:: Actions to take ::
[A] Translate this sentence from the episode recap into Spanish: "The absence of the things that mattered helped her find the things that did."
[B] In the episode recap, list every character named in the paragraph that begins "Tyler, in the end."
[C] Write the next part of the episode recap, picking up after its final sentence.
Start of Text extract
As Georgio leaves and Michael promises to keep an eye on her out there if she isn’t “good” Michael turns her attention to L’Rell. She points out that the Federation has bested the Klingons, that bomb now sits at the core of their homeworld. But, with the bomb now coded to respond only to the Klingon woman, she has an opportunity to use this threat to achieve her true mission and unite her people. But, to do so she must be willing to be their leader and to bring an immediate end to the war.
Tyler, in the end, chooses to go with L’Rell and fulfill Voq’s role as the torchbearer to the leader – guide her through this unlikely position she did not expect to find herself in and in that way hopefully be of good to both the humans and the Klingons.
They go, and L’Rell makes her case to the reluctant Klingons. If her words do not convince them, the bomb she carries does. The representatives of the great houses move away to carry out her orders, and we see hundreds of Klingon ships falling back from targets around the Earth.
Redemption and Discovery
Through this episode, we come to see the true path of redemption that Michael has been on throughout this whole year. We learned for the first time exactly how her parents died, that she was present and witnessed them killed by Klingons. And perhaps for the first time, we understand the desperate woman we met in the pilot, who simply wanted to save the people she cared about – including the captain she saw as a mother figure.
But we also saw how very far the character has come through her experiences with the Discovery. Her time in the mirror universe particularly, and discovering who Lorca had always been – his insistence that there can only be one true way, brutal force, and rule by fear, affected her. Seeing that in Georgiou, the woman who for Michael stood as the image of the opposite of all of that deeply affected her as well. The absence of the things that mattered helped her find the things that did.
End of Text extract
Start of Listed entries
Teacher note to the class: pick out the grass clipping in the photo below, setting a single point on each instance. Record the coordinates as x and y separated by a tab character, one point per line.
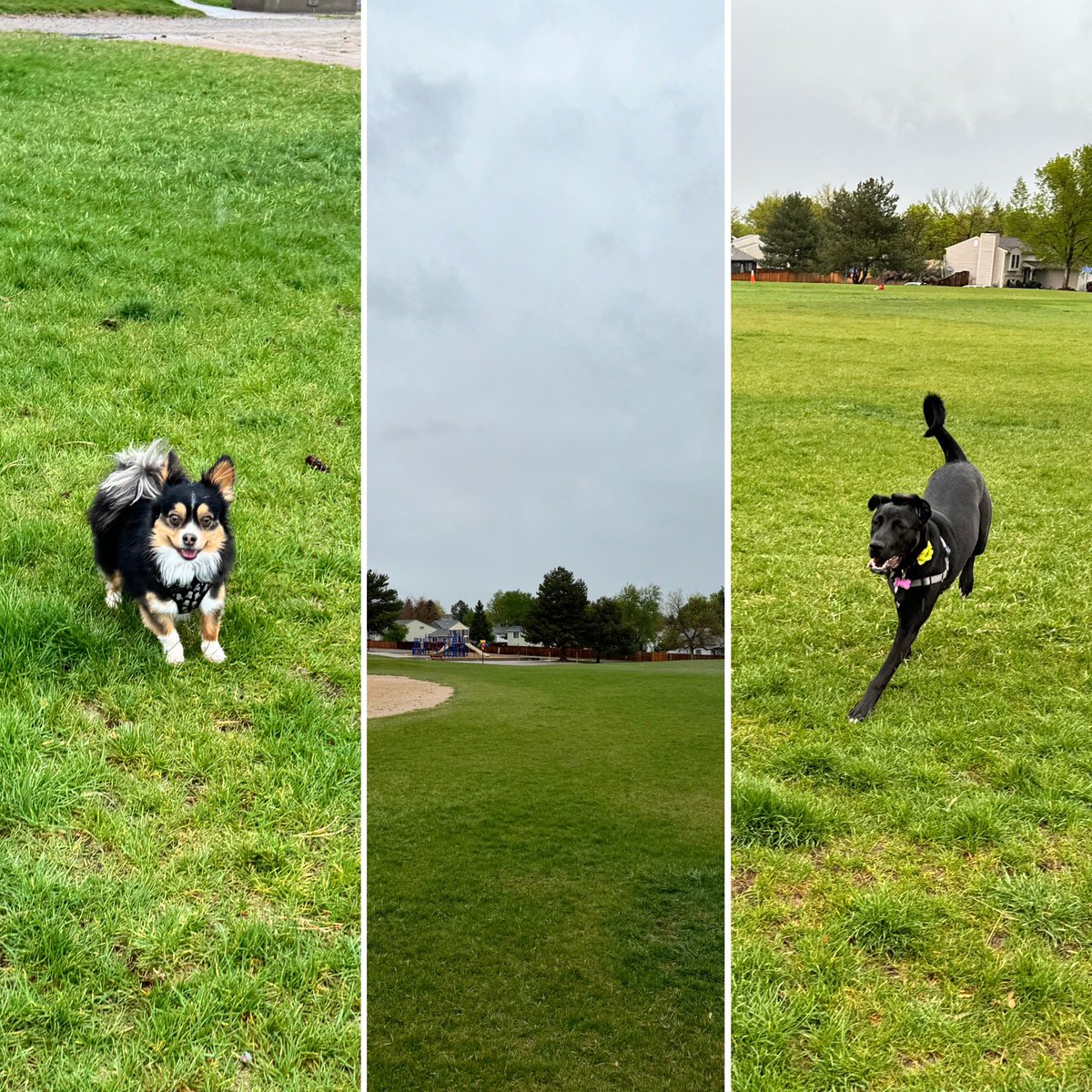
390	694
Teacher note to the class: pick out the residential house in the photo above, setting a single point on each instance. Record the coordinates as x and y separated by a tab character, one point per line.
1004	261
448	626
512	634
749	245
742	262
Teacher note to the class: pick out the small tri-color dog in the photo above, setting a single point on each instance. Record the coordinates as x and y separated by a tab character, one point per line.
165	541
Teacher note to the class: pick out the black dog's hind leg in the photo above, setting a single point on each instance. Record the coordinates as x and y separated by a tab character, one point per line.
911	621
966	578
End of Listed entries
:: Response list ::
[A] La ausencia de las cosas que importaban la ayudó a encontrar las que sí importaban.

[B] Tyler, L'Rell, Voq

[C]
In the end, she sees that taking the easy violent way out would not end fear. Only refusing to be led by fear into those kinds of choices – refusing to let fear have power over you – could truly lead to a solution that put an end to the fear. And so, in the end, Michael stands with her crewmates and insists on the upholding of Starfleet principles, even in the face of war – a near-total 180 from the choice she made at The Battle of the Binary Stars.
And that growth and those choices pay off. She earns Sarek’s pride, as well as a full pardon and reinstatement of her rank, along with the position as discovery science officer.
It was a fitting end to Discovery’s first season, but oh yes in true Discovery fashion there was one more thing: while traveling to Vulcan to pick up their new commanding officer under warp power – until Starfleet can find a better way to power the jump drive – Discovery gets a distress call from a nearby Federation ship. It is Captain Pike and the USS Enterprise.
Sounds like though be a little brother/sister science officer drama next season. I can’t wait. See you in 2019!